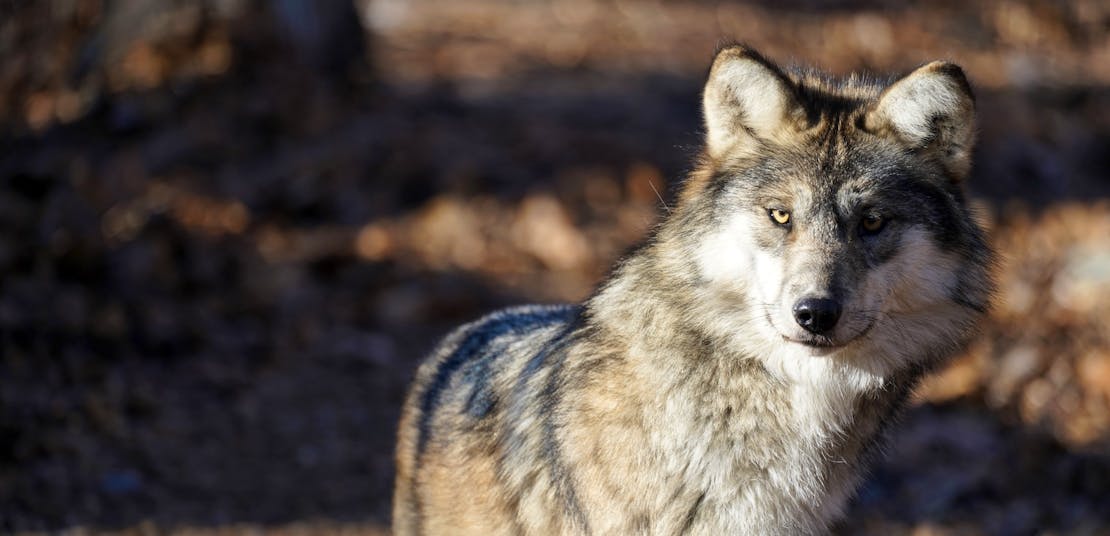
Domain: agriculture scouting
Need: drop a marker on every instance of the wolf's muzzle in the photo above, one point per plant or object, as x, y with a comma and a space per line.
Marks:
817, 314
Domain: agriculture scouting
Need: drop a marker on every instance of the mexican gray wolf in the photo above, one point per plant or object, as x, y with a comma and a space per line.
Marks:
736, 372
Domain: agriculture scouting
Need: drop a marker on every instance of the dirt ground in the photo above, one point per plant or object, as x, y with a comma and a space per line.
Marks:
230, 229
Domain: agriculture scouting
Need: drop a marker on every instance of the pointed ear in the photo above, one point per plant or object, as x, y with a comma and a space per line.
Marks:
746, 97
930, 109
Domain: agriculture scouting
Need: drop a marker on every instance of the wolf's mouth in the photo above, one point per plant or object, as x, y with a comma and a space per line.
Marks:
817, 342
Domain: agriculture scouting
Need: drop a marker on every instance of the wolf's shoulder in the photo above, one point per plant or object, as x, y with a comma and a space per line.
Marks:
511, 322
490, 335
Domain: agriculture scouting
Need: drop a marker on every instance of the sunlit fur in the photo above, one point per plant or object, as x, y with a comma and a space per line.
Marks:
683, 397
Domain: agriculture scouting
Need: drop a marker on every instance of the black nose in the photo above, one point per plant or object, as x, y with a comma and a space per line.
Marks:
817, 314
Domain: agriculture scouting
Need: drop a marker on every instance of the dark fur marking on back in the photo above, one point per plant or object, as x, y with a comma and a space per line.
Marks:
474, 343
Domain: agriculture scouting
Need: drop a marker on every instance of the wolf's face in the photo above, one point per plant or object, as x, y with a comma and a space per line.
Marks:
837, 212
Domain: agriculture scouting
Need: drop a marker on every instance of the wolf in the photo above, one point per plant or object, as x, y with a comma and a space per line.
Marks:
735, 373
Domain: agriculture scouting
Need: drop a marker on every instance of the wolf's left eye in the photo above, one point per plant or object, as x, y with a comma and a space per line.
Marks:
871, 224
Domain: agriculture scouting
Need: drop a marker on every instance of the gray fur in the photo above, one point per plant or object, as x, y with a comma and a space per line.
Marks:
680, 398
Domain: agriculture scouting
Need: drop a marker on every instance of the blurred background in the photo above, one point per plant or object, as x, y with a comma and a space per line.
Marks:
230, 229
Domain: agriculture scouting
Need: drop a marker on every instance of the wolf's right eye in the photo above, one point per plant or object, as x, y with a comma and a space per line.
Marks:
779, 216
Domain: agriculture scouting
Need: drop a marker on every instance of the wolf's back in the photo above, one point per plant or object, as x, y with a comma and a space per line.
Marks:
456, 412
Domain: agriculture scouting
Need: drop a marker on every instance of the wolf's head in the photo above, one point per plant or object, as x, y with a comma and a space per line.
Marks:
827, 220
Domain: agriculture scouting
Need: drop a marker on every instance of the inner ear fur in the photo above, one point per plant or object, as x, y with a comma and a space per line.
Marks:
930, 109
746, 97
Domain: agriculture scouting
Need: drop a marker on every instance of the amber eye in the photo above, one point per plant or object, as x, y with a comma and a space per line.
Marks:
873, 223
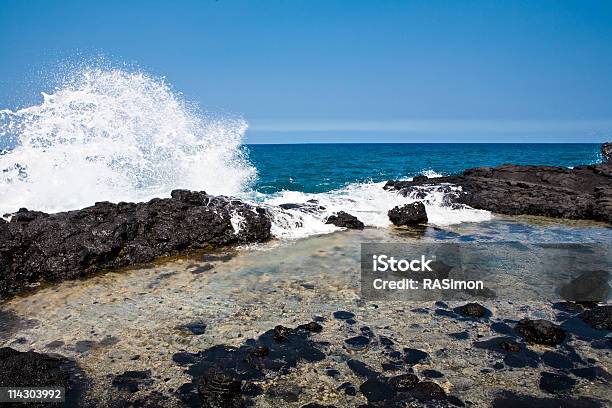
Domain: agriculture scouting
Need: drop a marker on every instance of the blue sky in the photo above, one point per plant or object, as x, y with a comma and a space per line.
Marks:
341, 71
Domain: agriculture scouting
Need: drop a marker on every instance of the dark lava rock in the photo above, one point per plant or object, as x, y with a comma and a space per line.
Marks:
511, 400
229, 366
414, 356
348, 389
590, 286
583, 192
313, 327
194, 328
599, 318
375, 390
37, 247
404, 382
514, 354
357, 342
460, 335
281, 333
606, 152
510, 346
428, 391
131, 381
591, 373
346, 220
541, 332
557, 360
31, 369
408, 214
473, 310
556, 383
331, 372
362, 369
432, 374
342, 315
220, 390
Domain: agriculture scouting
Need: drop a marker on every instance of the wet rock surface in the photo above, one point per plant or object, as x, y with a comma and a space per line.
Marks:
31, 369
541, 332
599, 318
473, 310
409, 214
37, 247
123, 332
345, 220
584, 192
606, 151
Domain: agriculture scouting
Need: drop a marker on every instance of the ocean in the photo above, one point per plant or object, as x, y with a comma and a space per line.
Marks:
115, 135
317, 168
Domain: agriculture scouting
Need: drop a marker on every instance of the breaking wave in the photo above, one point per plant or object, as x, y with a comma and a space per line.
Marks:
113, 135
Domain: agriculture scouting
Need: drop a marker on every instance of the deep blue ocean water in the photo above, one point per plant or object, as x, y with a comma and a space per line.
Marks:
315, 168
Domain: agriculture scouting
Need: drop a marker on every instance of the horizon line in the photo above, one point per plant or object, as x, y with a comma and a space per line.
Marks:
602, 125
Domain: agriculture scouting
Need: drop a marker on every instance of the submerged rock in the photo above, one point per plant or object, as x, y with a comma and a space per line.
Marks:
599, 318
541, 332
346, 220
37, 247
404, 382
220, 390
473, 310
408, 214
583, 192
131, 381
428, 391
223, 375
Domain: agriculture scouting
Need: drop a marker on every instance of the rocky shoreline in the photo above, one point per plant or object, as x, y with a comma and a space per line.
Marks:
583, 192
357, 354
36, 247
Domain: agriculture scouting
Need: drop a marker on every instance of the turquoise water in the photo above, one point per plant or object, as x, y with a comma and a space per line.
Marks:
315, 168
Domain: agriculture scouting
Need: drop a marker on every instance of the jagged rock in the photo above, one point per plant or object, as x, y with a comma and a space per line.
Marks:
590, 286
473, 310
428, 391
31, 369
346, 220
599, 318
37, 247
408, 214
420, 178
131, 381
220, 390
541, 332
404, 382
606, 151
584, 192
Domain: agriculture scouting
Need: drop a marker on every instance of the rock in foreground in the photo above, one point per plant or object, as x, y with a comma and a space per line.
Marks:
36, 246
599, 318
409, 214
606, 151
31, 369
541, 332
346, 220
584, 192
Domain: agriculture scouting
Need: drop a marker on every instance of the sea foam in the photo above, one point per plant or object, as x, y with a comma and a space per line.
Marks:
114, 135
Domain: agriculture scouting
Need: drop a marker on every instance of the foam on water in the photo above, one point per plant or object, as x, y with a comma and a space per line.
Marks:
113, 135
369, 202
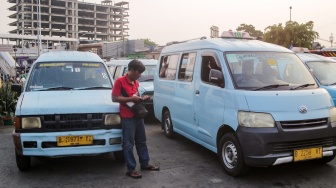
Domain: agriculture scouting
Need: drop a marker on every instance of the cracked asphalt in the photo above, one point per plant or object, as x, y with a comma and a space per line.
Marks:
182, 162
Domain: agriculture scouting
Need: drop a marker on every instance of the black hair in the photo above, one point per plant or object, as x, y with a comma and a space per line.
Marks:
136, 65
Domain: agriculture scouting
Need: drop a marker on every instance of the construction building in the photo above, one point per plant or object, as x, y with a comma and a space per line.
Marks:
76, 19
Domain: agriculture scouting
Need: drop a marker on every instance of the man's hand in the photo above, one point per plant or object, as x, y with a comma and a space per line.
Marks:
145, 97
136, 99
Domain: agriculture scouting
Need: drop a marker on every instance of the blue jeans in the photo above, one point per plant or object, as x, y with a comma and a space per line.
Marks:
134, 132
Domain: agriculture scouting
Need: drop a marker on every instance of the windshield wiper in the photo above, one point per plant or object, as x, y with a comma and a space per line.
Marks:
91, 88
301, 86
54, 88
270, 86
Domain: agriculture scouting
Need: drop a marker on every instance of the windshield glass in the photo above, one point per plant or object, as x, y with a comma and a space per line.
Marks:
68, 75
260, 70
147, 75
325, 72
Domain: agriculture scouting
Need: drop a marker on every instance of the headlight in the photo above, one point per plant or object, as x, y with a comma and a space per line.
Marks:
112, 119
332, 113
251, 119
31, 122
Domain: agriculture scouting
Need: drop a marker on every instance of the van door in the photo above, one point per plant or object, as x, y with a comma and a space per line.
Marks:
184, 113
209, 99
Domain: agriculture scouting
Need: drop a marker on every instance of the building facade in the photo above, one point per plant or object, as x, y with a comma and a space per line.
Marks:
71, 19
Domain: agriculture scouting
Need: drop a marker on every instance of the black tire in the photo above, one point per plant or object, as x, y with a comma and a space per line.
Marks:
119, 156
22, 162
324, 160
167, 125
231, 156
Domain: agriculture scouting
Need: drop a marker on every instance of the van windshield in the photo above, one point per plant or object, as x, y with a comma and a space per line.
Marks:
68, 75
268, 70
147, 75
325, 72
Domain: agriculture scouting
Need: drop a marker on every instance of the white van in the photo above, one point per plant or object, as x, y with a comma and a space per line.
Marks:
65, 109
251, 102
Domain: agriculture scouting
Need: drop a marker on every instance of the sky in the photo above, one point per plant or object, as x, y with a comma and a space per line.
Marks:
163, 21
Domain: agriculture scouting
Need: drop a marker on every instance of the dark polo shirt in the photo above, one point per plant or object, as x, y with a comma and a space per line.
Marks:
130, 88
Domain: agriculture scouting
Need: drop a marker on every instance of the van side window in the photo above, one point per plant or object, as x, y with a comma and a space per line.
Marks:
187, 67
170, 71
208, 63
117, 73
111, 69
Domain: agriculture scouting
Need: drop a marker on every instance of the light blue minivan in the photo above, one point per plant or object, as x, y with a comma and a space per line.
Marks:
324, 70
251, 102
65, 109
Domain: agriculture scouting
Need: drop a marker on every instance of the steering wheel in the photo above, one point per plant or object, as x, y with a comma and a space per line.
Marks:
48, 82
243, 78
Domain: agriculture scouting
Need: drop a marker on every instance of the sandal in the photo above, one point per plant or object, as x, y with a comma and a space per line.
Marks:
134, 174
151, 168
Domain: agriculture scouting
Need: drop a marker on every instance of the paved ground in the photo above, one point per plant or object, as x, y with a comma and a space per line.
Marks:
183, 164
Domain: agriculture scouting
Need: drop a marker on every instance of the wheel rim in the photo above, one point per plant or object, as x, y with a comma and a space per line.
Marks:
167, 125
230, 155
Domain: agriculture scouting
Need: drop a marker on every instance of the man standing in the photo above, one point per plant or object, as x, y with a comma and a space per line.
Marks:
133, 129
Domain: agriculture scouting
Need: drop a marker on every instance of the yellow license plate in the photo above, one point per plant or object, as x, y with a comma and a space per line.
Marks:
306, 154
74, 140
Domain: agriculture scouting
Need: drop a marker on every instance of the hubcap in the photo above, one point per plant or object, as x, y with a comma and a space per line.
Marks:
229, 155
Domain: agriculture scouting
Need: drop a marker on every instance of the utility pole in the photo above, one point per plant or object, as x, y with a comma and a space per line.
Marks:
290, 13
39, 28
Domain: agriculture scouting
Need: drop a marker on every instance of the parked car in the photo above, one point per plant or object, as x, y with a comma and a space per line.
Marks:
119, 67
65, 109
323, 69
251, 102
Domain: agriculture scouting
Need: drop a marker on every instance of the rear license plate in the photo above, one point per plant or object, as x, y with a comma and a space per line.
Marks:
308, 153
74, 140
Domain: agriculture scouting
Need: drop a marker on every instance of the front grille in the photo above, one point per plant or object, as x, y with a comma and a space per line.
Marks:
313, 123
290, 146
72, 121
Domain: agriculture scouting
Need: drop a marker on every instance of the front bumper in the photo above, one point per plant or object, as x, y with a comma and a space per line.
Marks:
45, 144
272, 146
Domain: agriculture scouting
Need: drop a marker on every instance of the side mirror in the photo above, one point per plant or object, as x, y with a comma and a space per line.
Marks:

- - - - -

Exercise prompt ▸
Show, from the listing above, each line that contains the word "foam".

Task result ▸
Need: drop a marker on every instance of the sea foam in the photo above, one point per plant or object, as x, y with a comma and a space per line.
Need: drop a marker on every instance of the foam on water in the photo above, one point per plant or object, as x, y with a comma and a space per line.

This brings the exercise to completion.